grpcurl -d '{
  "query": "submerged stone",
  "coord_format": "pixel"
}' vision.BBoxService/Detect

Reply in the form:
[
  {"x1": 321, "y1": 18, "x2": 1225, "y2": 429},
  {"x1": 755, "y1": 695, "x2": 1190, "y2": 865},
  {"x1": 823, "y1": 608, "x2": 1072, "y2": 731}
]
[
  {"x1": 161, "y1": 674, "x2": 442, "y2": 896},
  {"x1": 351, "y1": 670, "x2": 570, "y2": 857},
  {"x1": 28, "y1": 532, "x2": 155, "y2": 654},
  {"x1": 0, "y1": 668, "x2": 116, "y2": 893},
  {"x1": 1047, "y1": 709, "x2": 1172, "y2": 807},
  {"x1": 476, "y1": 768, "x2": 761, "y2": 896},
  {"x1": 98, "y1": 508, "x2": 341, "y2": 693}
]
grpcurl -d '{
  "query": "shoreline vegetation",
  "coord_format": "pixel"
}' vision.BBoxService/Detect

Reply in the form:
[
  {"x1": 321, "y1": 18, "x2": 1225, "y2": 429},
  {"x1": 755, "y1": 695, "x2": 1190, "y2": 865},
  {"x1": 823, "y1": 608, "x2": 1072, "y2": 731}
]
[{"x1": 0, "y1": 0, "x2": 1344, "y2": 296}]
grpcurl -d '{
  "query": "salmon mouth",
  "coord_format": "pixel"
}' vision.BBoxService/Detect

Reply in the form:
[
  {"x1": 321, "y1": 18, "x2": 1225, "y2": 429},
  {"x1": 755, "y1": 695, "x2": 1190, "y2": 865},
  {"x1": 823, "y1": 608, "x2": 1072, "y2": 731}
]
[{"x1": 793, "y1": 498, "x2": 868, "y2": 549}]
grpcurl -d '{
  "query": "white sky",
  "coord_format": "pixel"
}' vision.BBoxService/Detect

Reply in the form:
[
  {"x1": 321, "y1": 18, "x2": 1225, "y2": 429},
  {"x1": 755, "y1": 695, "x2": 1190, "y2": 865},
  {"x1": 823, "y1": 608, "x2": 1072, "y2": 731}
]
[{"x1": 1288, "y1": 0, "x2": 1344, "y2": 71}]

## Problem description
Can you render every line of the records above as a Markdown table with the columns "Row" and "Text", numbering the lines in order and leaving out blank ones?

## Right answer
| Row | Text |
|---|---|
| 1 | grpcurl -d '{ |
| 2 |   "query": "submerged stone", |
| 3 |   "coord_format": "pixel" |
| 4 | }' vision.BBoxService/Detect |
| 5 | Reply in the form: |
| 6 | [ |
| 7 |   {"x1": 321, "y1": 18, "x2": 1225, "y2": 429}, |
| 8 |   {"x1": 755, "y1": 695, "x2": 1190, "y2": 865}, |
| 9 |   {"x1": 823, "y1": 608, "x2": 1072, "y2": 731} |
| 10 | ] |
| 11 | [ |
| 12 |   {"x1": 161, "y1": 674, "x2": 442, "y2": 896}, |
| 13 |   {"x1": 351, "y1": 670, "x2": 570, "y2": 857}, |
| 14 |   {"x1": 28, "y1": 532, "x2": 155, "y2": 654}, |
| 15 |   {"x1": 0, "y1": 668, "x2": 116, "y2": 893}, |
| 16 |   {"x1": 1047, "y1": 709, "x2": 1172, "y2": 807}, |
| 17 |   {"x1": 476, "y1": 768, "x2": 761, "y2": 896}, |
| 18 |   {"x1": 98, "y1": 508, "x2": 341, "y2": 693} |
| 19 | ] |
| 20 | grpcurl -d '{ |
| 21 |   "query": "shoreline vegetation", |
| 22 |   "coord_format": "pixel" |
| 23 | }' vision.BBoxService/Detect |
| 24 | Reply in the form: |
| 25 | [ |
| 26 |   {"x1": 321, "y1": 18, "x2": 1225, "y2": 429}, |
| 27 |   {"x1": 755, "y1": 695, "x2": 1190, "y2": 865}, |
| 28 |   {"x1": 823, "y1": 608, "x2": 1072, "y2": 731} |
| 29 | ] |
| 30 | [{"x1": 0, "y1": 0, "x2": 1344, "y2": 296}] |
| 31 | grpcurl -d '{ |
| 32 |   "query": "salmon mouth", |
| 33 |   "coord_format": "pixel" |
| 34 | }' vision.BBoxService/Detect |
| 35 | Reply in the form: |
| 36 | [ |
| 37 |   {"x1": 321, "y1": 18, "x2": 1225, "y2": 429}, |
| 38 |   {"x1": 755, "y1": 695, "x2": 1190, "y2": 865}, |
| 39 |   {"x1": 823, "y1": 608, "x2": 1072, "y2": 731} |
| 40 | ] |
| 41 | [{"x1": 793, "y1": 498, "x2": 868, "y2": 549}] |
| 42 | grpcurl -d '{ |
| 43 |   "query": "white sky", |
| 44 |   "coord_format": "pixel" |
| 45 | }' vision.BBoxService/Detect |
| 46 | Reply in the form: |
| 47 | [ |
| 48 |   {"x1": 321, "y1": 18, "x2": 1225, "y2": 429}, |
| 49 |   {"x1": 755, "y1": 695, "x2": 1190, "y2": 865}, |
| 50 |   {"x1": 823, "y1": 608, "x2": 1072, "y2": 731} |
| 51 | ] |
| 52 | [{"x1": 1288, "y1": 0, "x2": 1344, "y2": 71}] |